Pointing dataset excerpts
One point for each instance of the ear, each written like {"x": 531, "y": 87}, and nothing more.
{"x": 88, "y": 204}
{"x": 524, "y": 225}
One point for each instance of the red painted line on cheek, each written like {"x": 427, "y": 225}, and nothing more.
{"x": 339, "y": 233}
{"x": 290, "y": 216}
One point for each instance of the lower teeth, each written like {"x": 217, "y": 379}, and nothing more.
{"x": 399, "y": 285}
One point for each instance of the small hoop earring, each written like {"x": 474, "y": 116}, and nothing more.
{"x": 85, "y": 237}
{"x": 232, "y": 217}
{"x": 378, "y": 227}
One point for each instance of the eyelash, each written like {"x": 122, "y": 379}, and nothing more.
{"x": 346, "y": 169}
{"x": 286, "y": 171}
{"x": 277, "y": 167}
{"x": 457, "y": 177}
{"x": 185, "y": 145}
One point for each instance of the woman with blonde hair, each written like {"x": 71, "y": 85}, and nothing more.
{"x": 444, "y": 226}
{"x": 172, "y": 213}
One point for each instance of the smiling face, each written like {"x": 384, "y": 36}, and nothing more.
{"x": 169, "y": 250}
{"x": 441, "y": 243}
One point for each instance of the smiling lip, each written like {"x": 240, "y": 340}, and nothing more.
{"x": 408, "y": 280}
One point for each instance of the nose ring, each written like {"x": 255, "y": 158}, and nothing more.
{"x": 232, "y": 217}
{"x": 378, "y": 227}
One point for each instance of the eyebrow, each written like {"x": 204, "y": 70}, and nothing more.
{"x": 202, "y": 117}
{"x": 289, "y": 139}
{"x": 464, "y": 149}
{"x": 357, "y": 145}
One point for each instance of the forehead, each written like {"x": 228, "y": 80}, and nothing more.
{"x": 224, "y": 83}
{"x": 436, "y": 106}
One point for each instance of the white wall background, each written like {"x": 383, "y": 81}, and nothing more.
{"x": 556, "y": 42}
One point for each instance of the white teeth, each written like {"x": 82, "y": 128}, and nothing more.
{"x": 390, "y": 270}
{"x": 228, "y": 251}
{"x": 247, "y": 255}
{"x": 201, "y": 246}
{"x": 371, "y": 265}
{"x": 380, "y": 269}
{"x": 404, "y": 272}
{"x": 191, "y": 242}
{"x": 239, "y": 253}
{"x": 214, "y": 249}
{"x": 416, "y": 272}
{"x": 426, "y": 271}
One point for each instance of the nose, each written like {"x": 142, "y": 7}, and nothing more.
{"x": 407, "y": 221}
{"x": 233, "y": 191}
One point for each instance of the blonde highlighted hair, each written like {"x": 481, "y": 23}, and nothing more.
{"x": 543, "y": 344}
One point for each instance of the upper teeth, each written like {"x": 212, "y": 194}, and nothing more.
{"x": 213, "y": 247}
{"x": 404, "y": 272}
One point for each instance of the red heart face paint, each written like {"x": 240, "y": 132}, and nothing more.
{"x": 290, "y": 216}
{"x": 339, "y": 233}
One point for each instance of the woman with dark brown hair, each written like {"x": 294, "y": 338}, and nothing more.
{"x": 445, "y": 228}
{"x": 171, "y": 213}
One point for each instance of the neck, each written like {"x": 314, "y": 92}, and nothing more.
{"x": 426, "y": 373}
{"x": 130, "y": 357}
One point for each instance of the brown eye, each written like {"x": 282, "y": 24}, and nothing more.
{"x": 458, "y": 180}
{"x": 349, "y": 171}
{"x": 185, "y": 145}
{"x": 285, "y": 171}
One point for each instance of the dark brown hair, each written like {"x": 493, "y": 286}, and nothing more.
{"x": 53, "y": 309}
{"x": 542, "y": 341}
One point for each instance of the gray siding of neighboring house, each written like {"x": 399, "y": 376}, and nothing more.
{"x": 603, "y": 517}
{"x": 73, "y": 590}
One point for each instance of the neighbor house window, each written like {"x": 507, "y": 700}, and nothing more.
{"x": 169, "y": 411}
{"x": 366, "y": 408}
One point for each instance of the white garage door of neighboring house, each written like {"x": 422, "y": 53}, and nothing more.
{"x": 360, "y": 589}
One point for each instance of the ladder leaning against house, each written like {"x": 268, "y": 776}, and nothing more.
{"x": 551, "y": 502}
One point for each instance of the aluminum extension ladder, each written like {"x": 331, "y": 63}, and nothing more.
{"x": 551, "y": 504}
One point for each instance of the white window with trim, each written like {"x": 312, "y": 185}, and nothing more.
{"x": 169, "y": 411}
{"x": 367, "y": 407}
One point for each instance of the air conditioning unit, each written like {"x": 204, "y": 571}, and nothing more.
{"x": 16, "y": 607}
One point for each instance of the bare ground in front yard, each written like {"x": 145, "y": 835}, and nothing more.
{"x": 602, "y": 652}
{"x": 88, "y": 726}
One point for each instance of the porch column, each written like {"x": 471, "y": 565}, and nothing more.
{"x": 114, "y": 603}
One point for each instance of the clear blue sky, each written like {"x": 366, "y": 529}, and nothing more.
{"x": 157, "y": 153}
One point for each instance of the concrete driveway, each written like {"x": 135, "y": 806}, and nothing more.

• Exercise brief:
Copy the lines above word for word, every one of them.

• Task result:
One point for each instance of the ear, each written like {"x": 531, "y": 87}, and nothing more.
{"x": 88, "y": 204}
{"x": 524, "y": 225}
One point for each instance of the red painted line on cheek, each written like {"x": 427, "y": 225}, and nothing more.
{"x": 339, "y": 233}
{"x": 290, "y": 216}
One point for each instance of the lower teeth, each written like {"x": 217, "y": 379}, and nothing more.
{"x": 399, "y": 285}
One point for each instance of the small hoop earring, each written like {"x": 474, "y": 116}, and nothing more.
{"x": 85, "y": 237}
{"x": 232, "y": 217}
{"x": 378, "y": 227}
One point for each instance of the eyelash, each written like {"x": 122, "y": 379}, and nothing more.
{"x": 346, "y": 169}
{"x": 286, "y": 171}
{"x": 277, "y": 167}
{"x": 457, "y": 177}
{"x": 185, "y": 145}
One point for each instance of the woman with blonde hair, each written like {"x": 71, "y": 85}, and nothing more.
{"x": 444, "y": 226}
{"x": 172, "y": 213}
One point for each instance of the smiling face, each written like {"x": 384, "y": 36}, and nothing more.
{"x": 169, "y": 250}
{"x": 441, "y": 243}
One point for each instance of the smiling lip, each written like {"x": 240, "y": 340}, and nothing more.
{"x": 408, "y": 280}
One point for each instance of the nose ring, each written like {"x": 255, "y": 158}, and nothing more.
{"x": 232, "y": 217}
{"x": 378, "y": 227}
One point for each instance of the eyebrow, each written like {"x": 204, "y": 70}, and nothing more.
{"x": 202, "y": 117}
{"x": 289, "y": 139}
{"x": 464, "y": 149}
{"x": 357, "y": 145}
One point for each instance of the forehead, each written like {"x": 228, "y": 80}, and nothing more.
{"x": 224, "y": 83}
{"x": 436, "y": 106}
One point for each instance of the white wall background, each written like {"x": 383, "y": 81}, and nothing more.
{"x": 556, "y": 42}
One point for each instance of the white teeth, each written like {"x": 82, "y": 128}, and nothing more.
{"x": 390, "y": 270}
{"x": 228, "y": 251}
{"x": 247, "y": 255}
{"x": 201, "y": 246}
{"x": 371, "y": 265}
{"x": 380, "y": 269}
{"x": 404, "y": 272}
{"x": 191, "y": 242}
{"x": 239, "y": 253}
{"x": 214, "y": 249}
{"x": 416, "y": 272}
{"x": 426, "y": 271}
One point for each instance of the nose, each written like {"x": 142, "y": 7}, and nothing more.
{"x": 407, "y": 221}
{"x": 233, "y": 191}
One point for each instance of the blonde highlighted hair, each written like {"x": 481, "y": 23}, and nothing more.
{"x": 543, "y": 344}
One point for each instance of the upper teeth, each written like {"x": 212, "y": 194}, and nothing more.
{"x": 213, "y": 247}
{"x": 404, "y": 272}
One point for each instance of the red heart face paint, each written like {"x": 240, "y": 132}, and nothing more.
{"x": 290, "y": 216}
{"x": 339, "y": 233}
One point for each instance of the woman with dark brown hair, each written like {"x": 294, "y": 338}, and nothing more.
{"x": 445, "y": 228}
{"x": 171, "y": 213}
One point for each instance of the neck, each written like {"x": 314, "y": 92}, and nothing more.
{"x": 426, "y": 373}
{"x": 130, "y": 357}
One point for each instance of the brown eye, each written like {"x": 282, "y": 24}, and nothing more.
{"x": 458, "y": 180}
{"x": 349, "y": 171}
{"x": 185, "y": 145}
{"x": 285, "y": 171}
One point for each instance of the dark brown hair, each written like {"x": 493, "y": 286}, and nothing more.
{"x": 53, "y": 309}
{"x": 542, "y": 341}
One point for each instance of the gray siding of neighboring house, each written like {"x": 399, "y": 376}, and nothing more.
{"x": 603, "y": 517}
{"x": 73, "y": 590}
One point for each instance of the neighbor house window, each written like {"x": 507, "y": 700}, and nothing more.
{"x": 169, "y": 411}
{"x": 366, "y": 408}
One point for each instance of the white garage door of neighboring house, each written like {"x": 422, "y": 53}, and nothing more.
{"x": 360, "y": 589}
One point for each instance of the ladder leaning against house, each written like {"x": 268, "y": 776}, and nothing more.
{"x": 551, "y": 502}
One point for each instance of the aluminum extension ladder, each written like {"x": 331, "y": 63}, and nothing more.
{"x": 551, "y": 504}
One point for each instance of the white window with trim, each written like {"x": 312, "y": 185}, and nothing more.
{"x": 169, "y": 411}
{"x": 367, "y": 407}
One point for each instance of the air conditioning unit, each written like {"x": 204, "y": 571}, and nothing more.
{"x": 16, "y": 607}
One point for each instance of the bare ground in front yard, each written like {"x": 145, "y": 835}, and nothing more.
{"x": 602, "y": 652}
{"x": 88, "y": 726}
One point for each instance of the porch column, each written like {"x": 471, "y": 565}, and nothing more.
{"x": 114, "y": 603}
One point for each instance of the clear blue sky, each written like {"x": 366, "y": 529}, and nothing more.
{"x": 157, "y": 153}
One point for each instance of the concrete driveway, each written like {"x": 135, "y": 806}, and nothing more.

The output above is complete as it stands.